PENDAHULUAN
Selain teori belajar behavioristik dan teori kognitif,
teori belajar humanistik juga penting untuk dipahami. Menurut teori humanistik,
proses belajar harus dimulai dan ditunjukkan untuk kepentingan memanusiakan
manusia itu sendiri. Oleh sebab itu, teori belajar humanistik sifatnya lebih
abstrak dan lebih mendekati kajian filsafat, teori kepribadian dan psikoterapi,
dari pada bidang kajian psikologi belajar. Teori belajar ini lebih banyak berbicara
tentang konsep-konsep pendidikan untuk membentuk manusia yang dicita-citakan,
serta tentang proses belajar dalam bentuknya yang paling ideal, dengan kata
lain teori ini lebih tertarik pada pengertian belajar dalam bentuknya yang
paling ideal dari pada pemahaman tentang proses belajar sebagaimana apa adanya.
Seperti yang selama ini dikaji oleh teori-teori belajar lainya.
PENGERTIAN TEORI BELAJAR HUMANISTIK
Humanistik berasal dari Human/al-Insa>nyang berarti manusia[1]secara
sederhana berarti “kemanusiaan”.[2]
berasal dari bahasa latin humanus
yang berarti “bersifat manusia”.[3]
atau sesuai kodrat manusia, yang diturunkan dari akar kata homo yang berarti manusai. Secara terminologi, humanistik dapat
diartikan dalam pengertian :Historical Humanism, Ethichal Humanism,
Philosopical Humanism, Sociological Humanism, Religius Humanism, dan
Literary Humanism.[4]
Humanisme lebih melihat
pada sisi perkembangan kepribadian manusia. Pendekatan ini melihat kejadian,
yaitu bagaimana manusia membangun dirinya untuk melakukan hal-hal yang positif.
Kemampuan bertindak positif ini yang kemudian disebut sebagai potensi, manusia
dan para pendidik yang beraliran humanisme biasanya memfokuskan pengajarannya
pada pembangunan kemampuan positif ini. Kemampuan positif erat kaitannya dengan
pengembangan emosi positif yang terdapat dalam domain afektif. Emosi adalah
karakteristik yang sangat kuat yang tampak dari para pendidik beraliran
humanisme.
.....
● **Tujuan**:
- A) Jawab pertanyaan berikut berdasarkan teks tentang teori belajar humanistik.
(i) Menurut pendahuluan, teori belajar humanistik lebih mendekati bidang kajian apa saja daripada psikologi belajar?
(ii) Kata Latin apa yang disebut sebagai asal istilah humanistik, dan apa artinya?
(iii) Emosi positif disebut terdapat dalam domain apa?
- B) Tuliskan lanjutan teks tentang teori belajar humanistik, dimulai setelah kalimat terakhirnya.

● **Baris identifikasi posisi**:
.....
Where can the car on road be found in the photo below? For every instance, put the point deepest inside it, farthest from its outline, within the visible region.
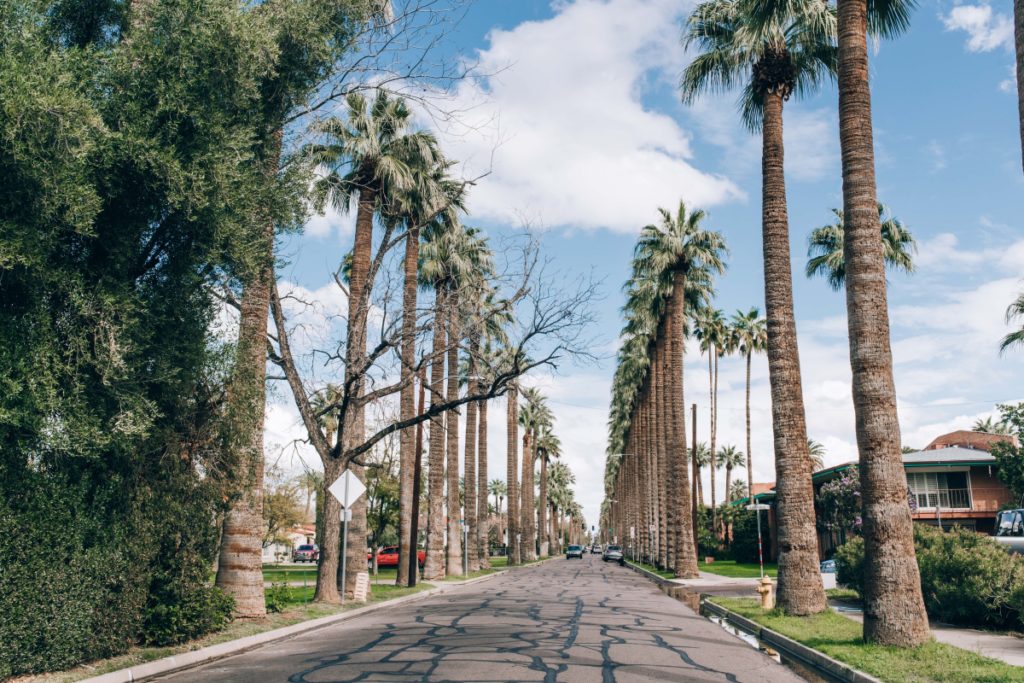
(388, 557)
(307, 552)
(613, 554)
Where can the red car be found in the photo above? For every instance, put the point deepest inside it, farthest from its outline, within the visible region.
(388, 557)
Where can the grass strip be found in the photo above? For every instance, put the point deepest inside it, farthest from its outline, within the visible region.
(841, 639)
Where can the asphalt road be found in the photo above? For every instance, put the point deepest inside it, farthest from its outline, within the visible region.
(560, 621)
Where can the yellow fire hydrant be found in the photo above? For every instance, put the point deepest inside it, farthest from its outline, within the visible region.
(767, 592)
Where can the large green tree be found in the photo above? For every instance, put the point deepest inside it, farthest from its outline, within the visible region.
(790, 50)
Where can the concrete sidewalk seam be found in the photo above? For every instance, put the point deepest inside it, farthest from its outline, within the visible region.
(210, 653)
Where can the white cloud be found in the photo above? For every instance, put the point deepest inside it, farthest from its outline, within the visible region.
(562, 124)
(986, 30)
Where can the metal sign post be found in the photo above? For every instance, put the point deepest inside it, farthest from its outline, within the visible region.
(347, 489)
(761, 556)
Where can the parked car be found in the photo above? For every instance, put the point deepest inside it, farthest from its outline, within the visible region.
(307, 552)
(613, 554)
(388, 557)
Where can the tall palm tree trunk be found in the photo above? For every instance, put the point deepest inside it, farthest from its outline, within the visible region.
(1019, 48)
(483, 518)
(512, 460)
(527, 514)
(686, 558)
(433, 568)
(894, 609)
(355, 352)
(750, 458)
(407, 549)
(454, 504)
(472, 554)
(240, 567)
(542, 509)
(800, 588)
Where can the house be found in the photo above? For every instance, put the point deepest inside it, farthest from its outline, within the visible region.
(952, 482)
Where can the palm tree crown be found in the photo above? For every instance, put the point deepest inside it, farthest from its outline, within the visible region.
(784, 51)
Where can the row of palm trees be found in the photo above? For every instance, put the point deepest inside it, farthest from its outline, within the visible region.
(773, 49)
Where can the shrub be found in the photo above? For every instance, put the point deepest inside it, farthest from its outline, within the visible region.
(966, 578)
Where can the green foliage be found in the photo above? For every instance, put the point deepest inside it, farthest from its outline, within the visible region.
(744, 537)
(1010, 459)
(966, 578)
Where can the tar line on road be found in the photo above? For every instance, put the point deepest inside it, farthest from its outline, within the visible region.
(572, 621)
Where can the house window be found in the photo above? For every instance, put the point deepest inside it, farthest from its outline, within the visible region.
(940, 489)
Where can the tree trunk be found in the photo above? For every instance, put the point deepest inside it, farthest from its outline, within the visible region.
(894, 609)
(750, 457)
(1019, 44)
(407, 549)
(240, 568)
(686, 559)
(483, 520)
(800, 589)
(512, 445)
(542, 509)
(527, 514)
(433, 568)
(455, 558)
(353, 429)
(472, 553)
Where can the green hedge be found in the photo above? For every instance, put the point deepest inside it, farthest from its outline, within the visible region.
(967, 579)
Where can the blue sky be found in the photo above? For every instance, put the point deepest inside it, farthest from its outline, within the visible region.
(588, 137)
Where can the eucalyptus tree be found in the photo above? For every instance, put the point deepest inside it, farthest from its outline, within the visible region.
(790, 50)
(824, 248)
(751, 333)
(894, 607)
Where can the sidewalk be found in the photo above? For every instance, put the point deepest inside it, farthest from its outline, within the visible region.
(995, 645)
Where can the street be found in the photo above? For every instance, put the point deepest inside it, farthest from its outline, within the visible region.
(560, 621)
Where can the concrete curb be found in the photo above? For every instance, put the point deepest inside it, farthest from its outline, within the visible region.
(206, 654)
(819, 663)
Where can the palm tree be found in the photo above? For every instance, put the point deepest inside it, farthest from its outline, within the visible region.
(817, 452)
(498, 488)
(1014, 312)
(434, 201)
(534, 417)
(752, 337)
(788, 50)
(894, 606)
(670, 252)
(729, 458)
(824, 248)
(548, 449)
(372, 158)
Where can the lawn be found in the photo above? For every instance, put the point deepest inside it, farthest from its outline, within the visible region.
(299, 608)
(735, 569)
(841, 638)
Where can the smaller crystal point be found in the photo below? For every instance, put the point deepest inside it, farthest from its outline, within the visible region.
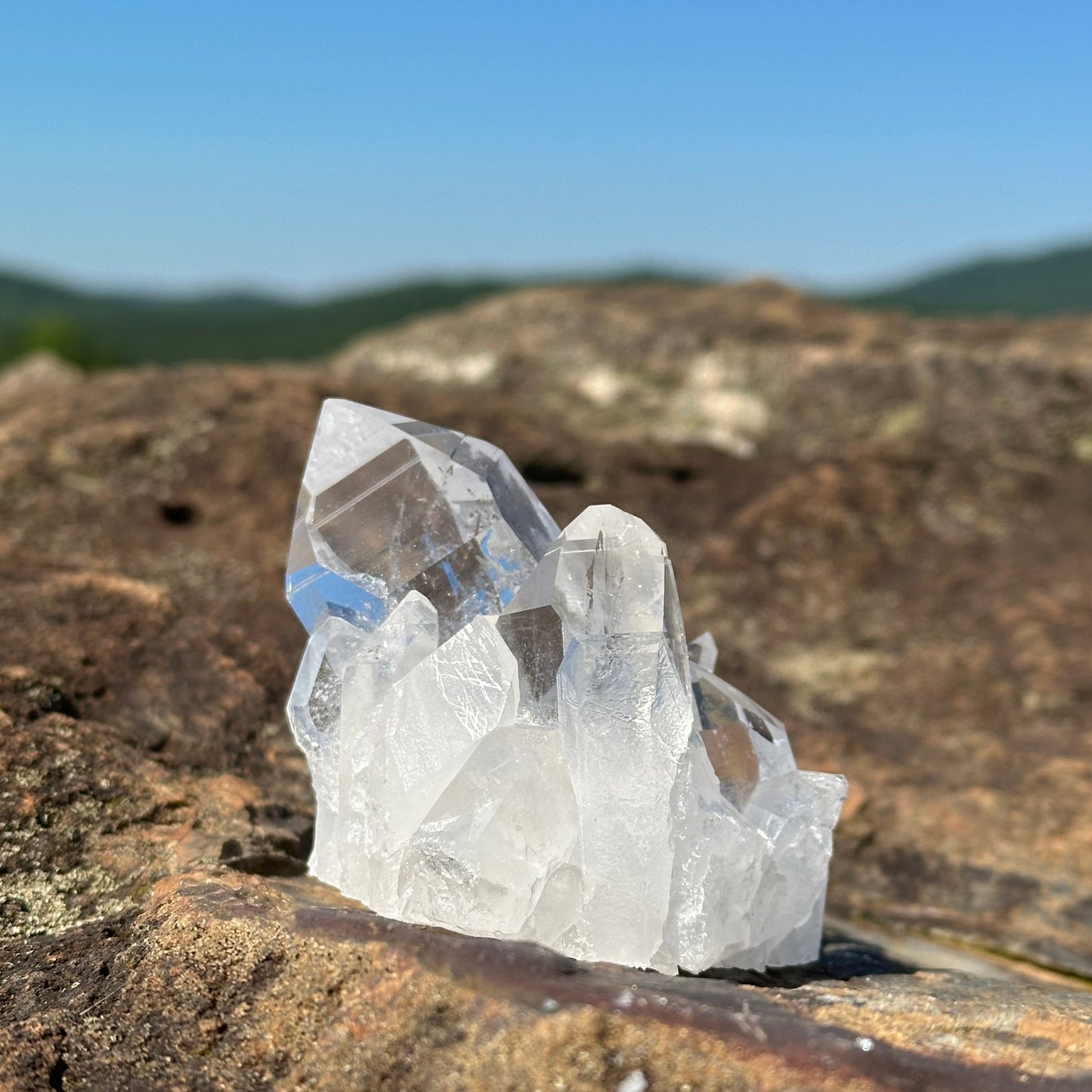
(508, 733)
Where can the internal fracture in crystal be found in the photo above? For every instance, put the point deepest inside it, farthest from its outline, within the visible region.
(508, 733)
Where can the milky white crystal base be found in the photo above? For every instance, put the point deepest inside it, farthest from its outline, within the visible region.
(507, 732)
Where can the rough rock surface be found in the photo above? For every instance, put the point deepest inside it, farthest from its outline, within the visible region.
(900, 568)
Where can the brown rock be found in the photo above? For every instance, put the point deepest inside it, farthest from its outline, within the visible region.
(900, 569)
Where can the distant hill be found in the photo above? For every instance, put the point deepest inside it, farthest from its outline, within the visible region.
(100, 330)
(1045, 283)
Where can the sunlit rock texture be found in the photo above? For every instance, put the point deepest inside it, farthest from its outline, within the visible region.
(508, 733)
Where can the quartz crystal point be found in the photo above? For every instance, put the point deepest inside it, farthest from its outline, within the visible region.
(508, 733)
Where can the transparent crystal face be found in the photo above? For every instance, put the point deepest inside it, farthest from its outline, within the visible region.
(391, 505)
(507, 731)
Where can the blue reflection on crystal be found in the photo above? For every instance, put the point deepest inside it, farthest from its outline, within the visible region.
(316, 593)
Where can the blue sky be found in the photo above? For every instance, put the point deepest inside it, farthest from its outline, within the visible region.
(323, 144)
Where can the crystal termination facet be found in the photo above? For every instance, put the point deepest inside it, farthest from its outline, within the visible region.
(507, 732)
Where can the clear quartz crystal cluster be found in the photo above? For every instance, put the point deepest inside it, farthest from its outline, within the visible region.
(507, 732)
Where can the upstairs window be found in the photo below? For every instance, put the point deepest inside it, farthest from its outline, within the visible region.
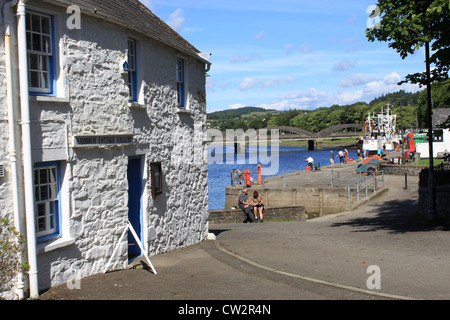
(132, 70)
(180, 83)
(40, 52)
.....
● **Jawaban Tertulis**:
- A)
(i) Filsafat, teori kepribadian, dan psikoterapi.
(ii) Humanus, yang berarti "bersifat manusia".
(iii) Domain afektif.

- B)
Muhammad Thabroni dan
Arif Mustofa dalam bukunya Belajar & Pembelajaran artikel menyebutkan bahwa
Abraham Maslow mencoba untuk mengkritisi teori Freud dan behavioristik. Menurut
Abraham yang terpenting dalam melihat manusia adalah potensi yang dimilikinya.[5]
Humanistik lebih melihat pada sisi perkembangan kpribadian manusia dari pada
berfokus pada “ketidaknormalan” atau “sakit” seperti yang dilihat oleh teori
psikoanalisis Freudian. Pendekatan ini melihat kejadian setelah “sakit”
tersebut sembuh, yaitu bagaimana manusia membangun dirinya untuk melakukan
hal-hal yang positif. Kemampuan bertindak positif ini, yang disebut sebagai
potensi manusia dan para pendidik yang beraliran humanistik.[6]
Yang biasanya memfokuskan pengajarannya
pada pembangunan kemampuan positif ini.
TEORI BELAJAR HUMANISTIK MENURUT PAKAR
1. Kolb.
Kolb membagi tahapan
belajar menjadi empat tahap. Yaitu :
a.
Tahap pengalaman kongkret. Tahap paling dini
dalam proses belajar, seorang siswa hanya mampu sekedar ikut mengalami suatu
kejadian. Dia belum memiliki kesadaran tentang hakikat kejadian tersebut.
Diapun belum mengerti bagaimana dan mengapa suatu kejadian harus terjadi
seperti itu.
b. Pengalaman Aktif dan
Reflektif. Pada tahao kedua, siswa mulai mampu mengadakan observasi terhadap
suatu kejadian dan mulai berusaha memikirkan dan memahaminya.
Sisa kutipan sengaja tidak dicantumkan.